Exercise ::
Return, word for word, only the lines of the data below that lie between the line with "box: [314, 185, 334, 195]" and the line with "positive clicks: (321, 190)", those two lines included.

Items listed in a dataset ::
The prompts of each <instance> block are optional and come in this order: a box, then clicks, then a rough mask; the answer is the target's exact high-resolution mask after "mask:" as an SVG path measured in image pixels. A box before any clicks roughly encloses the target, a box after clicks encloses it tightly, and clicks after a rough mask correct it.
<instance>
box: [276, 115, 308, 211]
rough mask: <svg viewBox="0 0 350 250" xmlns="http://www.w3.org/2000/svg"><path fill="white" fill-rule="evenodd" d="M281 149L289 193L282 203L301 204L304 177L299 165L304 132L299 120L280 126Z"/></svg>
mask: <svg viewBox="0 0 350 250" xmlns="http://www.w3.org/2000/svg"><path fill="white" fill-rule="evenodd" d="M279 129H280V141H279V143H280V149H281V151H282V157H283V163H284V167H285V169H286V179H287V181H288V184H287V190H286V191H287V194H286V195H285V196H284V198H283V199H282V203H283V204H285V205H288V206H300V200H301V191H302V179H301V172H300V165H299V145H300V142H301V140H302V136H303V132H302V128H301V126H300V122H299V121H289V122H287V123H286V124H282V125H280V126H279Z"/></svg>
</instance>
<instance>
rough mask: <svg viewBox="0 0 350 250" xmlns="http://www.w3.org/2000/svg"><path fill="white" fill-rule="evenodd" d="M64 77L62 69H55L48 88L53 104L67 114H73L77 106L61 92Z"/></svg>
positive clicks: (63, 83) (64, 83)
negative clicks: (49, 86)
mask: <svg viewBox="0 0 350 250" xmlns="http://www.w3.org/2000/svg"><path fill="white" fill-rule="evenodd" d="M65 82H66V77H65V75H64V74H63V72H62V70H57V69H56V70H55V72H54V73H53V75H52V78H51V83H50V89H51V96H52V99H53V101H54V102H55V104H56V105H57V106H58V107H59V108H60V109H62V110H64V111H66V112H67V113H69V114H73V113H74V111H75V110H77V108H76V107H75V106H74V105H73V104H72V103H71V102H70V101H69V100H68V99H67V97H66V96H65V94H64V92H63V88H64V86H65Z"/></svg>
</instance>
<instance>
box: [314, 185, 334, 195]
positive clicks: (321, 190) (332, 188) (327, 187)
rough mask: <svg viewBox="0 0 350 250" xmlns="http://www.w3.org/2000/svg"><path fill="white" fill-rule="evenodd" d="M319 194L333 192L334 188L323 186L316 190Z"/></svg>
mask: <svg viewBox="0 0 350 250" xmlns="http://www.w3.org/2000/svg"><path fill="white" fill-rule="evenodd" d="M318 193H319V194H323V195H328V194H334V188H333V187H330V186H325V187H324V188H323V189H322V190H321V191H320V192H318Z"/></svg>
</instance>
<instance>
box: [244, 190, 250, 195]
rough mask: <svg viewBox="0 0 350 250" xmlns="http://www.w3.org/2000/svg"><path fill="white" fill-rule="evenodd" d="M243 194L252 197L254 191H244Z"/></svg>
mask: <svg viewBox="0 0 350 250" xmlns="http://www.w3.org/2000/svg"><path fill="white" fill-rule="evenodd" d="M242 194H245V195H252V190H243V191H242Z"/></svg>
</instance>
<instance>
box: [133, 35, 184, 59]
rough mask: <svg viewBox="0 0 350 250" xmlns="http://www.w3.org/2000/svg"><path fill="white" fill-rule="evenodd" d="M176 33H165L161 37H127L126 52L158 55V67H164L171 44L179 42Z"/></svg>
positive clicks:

Your response ::
box: [314, 185, 334, 195]
positive clicks: (321, 190) (332, 188) (327, 187)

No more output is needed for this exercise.